[Fragmento para leer]
»»

Por Oscar Domínguez G.
Se sienten cómodos en el anonimato. La vanidad no es su fuerte. Practican la discreción. Tienen el bajo perfil por cárcel. Son necesarios e imprescindibles como el agua y el pan.
El corrector de textos logra que quienes garrapateamos cuartillas, pasemos por duchos en el manejo del idioma. Nos salvan de que escribamos baca con b de burro; o que confundamos cualquier verbo con un vagón del metro. Nos enseñan a utilizar bien el esquivo y para muchos inútil punto y coma.
Impiden que palabras graves se vuelvan esdrújulas y que las esdrújulas no pierdan su brújula.
Supongo que nos tienen clasificados a los escribas: este tipo se enguarala poniendo una diéresis, aquel es incapaz de encontrar el adjetivo adecuado, fulano no da pie con bola a la hora de los adverbios.
El de más allá se repite cada quince días, reincide en los chistes pésimos cada tanto, no sale de sus autores preferidos menganos y peranos. No respeta la concordancia. De pronto se ahorra el crédito. O se lo roba, como cualquier aspirante a la Registraduría.

««

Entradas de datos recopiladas
»»

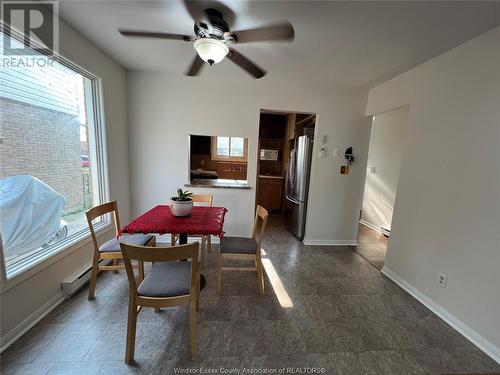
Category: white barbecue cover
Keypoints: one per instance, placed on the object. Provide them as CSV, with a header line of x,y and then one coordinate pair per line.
x,y
30,213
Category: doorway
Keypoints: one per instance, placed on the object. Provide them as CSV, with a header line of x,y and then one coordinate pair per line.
x,y
283,165
385,152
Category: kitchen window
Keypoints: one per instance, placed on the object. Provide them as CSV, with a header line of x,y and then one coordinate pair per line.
x,y
229,148
52,164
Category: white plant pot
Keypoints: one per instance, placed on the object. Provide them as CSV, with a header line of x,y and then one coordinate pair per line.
x,y
181,208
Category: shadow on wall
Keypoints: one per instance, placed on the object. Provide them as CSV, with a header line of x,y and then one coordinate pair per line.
x,y
384,161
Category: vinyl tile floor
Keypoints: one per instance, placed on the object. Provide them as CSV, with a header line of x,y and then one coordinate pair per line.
x,y
326,309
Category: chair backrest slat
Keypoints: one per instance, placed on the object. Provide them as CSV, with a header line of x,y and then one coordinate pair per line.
x,y
98,211
261,215
159,254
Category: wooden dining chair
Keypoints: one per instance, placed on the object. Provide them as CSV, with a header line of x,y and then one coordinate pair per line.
x,y
170,282
111,249
243,248
206,239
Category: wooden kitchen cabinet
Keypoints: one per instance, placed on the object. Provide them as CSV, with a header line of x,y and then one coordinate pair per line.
x,y
270,193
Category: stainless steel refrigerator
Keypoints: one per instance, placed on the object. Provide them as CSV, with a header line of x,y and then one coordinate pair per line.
x,y
297,185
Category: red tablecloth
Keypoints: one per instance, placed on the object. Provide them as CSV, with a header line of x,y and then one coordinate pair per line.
x,y
203,220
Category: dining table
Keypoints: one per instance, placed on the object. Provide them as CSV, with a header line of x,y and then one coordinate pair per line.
x,y
203,220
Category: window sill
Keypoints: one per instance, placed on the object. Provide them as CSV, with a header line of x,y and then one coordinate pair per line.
x,y
39,266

««

[Tu objetivo] Continúa el texto sobre los correctores de textos a partir de su última oración. El listado no hace falta para resolver esta tarea.

[Respuesta del ejercicio]
Los defensores del lenguaje no nos leen: nos padecen. Mi sentido pésame.
Así como internet y el correo electrónico acabaron con los carteros, de la misma forma los correctores automáticos de los computadores, se empeñan en acabar con esta tribu de románticos que velan porque no agarremos la luenga lengua a las patadas.
El 28 de octubre la logia de los correctores celebra su fiesta clásica. Un día como ese nació su patrono, el “coloso de Ro…tterdam“, como bautizó Fernando Arrabal a Erasmo de Rotterdam. (Aquí habría una errata porque los días 26 y 27 de octubre reclaman la paternidad del nacimiento de Fray Erasmo).
(Propongo santo propio: Clemente Manuel Zabala, el implacable corrector del Nobel García Márquez cuando se inició como reportero en El Universal de Cartagena).
Los correctores que ejercen el apostolado de hacer desaparecer erratas, no salen a la calle sin haberle prendido una velita a su gurú holandés.
Y cuando les llegan ladrillos, como esta columna, afilan el bisturí gramatical para extirpar equivocaciones como si fueran próstatas averiadas.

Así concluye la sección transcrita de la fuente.